Written problem. Copy each of the entries below word for word, keeping every line as it stands.

Data shown.

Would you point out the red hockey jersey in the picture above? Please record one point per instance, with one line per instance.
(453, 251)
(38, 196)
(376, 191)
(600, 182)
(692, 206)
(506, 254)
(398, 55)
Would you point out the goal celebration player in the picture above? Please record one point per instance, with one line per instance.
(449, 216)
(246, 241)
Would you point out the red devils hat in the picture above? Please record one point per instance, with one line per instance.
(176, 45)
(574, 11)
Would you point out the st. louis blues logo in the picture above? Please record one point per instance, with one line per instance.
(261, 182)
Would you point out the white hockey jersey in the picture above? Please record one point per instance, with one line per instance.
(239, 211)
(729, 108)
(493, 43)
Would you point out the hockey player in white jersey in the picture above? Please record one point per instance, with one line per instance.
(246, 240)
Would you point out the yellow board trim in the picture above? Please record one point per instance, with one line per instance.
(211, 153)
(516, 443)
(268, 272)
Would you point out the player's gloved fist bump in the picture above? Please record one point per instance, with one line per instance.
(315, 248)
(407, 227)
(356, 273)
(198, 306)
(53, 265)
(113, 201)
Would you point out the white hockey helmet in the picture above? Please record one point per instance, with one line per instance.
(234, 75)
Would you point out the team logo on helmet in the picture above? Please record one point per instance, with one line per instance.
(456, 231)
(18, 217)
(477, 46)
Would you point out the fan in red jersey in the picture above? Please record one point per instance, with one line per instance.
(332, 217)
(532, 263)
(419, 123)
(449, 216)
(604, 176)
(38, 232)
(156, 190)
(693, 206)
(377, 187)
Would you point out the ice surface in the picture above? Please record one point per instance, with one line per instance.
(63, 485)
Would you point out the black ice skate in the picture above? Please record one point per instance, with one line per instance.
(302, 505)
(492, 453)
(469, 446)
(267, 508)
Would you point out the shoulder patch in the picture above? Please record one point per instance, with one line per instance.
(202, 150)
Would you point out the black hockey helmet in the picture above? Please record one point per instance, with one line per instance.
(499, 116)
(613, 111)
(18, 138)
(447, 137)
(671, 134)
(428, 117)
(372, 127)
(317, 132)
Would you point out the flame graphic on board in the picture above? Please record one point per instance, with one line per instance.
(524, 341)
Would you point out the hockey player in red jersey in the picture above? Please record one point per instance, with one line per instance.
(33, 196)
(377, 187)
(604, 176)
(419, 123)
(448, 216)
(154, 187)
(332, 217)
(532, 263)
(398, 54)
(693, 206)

Solution to this task.
Would you point out the red hockey jersey in the picture above? Please record one point per instance, with one line per instance.
(453, 251)
(38, 196)
(376, 191)
(600, 182)
(692, 206)
(506, 254)
(398, 55)
Would you point out the goal celebration player in the picture above? Please record one point per instance, with one line per instance.
(449, 216)
(246, 241)
Would you point out the red devils hat in the picture above? Please record one point per instance, with one line per instance.
(176, 45)
(574, 11)
Would you point out the st. louis blues logo in the picture above? Please record one point per instance, with one line per instance.
(261, 182)
Would you point out the white hockey jersey in the picture above? Please record one point per instance, with one line per instance.
(239, 211)
(729, 108)
(493, 43)
Would you point out the hockey player in white jersey in the picture above? Please record one point per instance, with one line per instance.
(246, 240)
Would you point out the yellow board trim in the picture above? Please record one point per instance, with one line per instance.
(211, 153)
(516, 443)
(268, 272)
Would you point out the player's gloved fist bump in the picture above? Please record one point per instance, with one line per instance.
(315, 248)
(407, 227)
(356, 273)
(198, 306)
(53, 265)
(113, 201)
Would you point out the white hockey helmet in the picture above? Please record one point per instance, with one line per instance.
(234, 75)
Would you point out the team logo on helmet in the picture above? Please record one point per instance, with one line per instance.
(456, 231)
(18, 217)
(477, 46)
Would you point out the fan in red jersey in the picture above? Please record one point per instance, with one line per instance.
(332, 217)
(532, 263)
(419, 123)
(449, 216)
(604, 176)
(38, 232)
(156, 190)
(693, 206)
(377, 187)
Would you point out the ice surface in the picture above? Please record one point per instance, with one line per instance.
(63, 485)
Would you point out the black ice skate in the picture above? Please record one point per instance, with one line per instance.
(302, 505)
(492, 453)
(469, 446)
(267, 508)
Would you point out the shoulder patch in the picture above? Please record one point per instance, with one line per instance.
(202, 150)
Would you point out the black hockey helmet in the picture above? Please record one point per instance, with one line per instance.
(499, 116)
(613, 111)
(18, 138)
(447, 137)
(671, 134)
(428, 117)
(372, 127)
(317, 132)
Would you point out the flame graphic on board in the picture above? Please record one point per instance, with one line per instance.
(524, 341)
Would you point out the hockey player in red jersey in the picture above? Please record one point per instance, with one line per instance.
(33, 196)
(377, 187)
(604, 176)
(419, 123)
(448, 216)
(154, 187)
(332, 217)
(532, 263)
(398, 54)
(693, 206)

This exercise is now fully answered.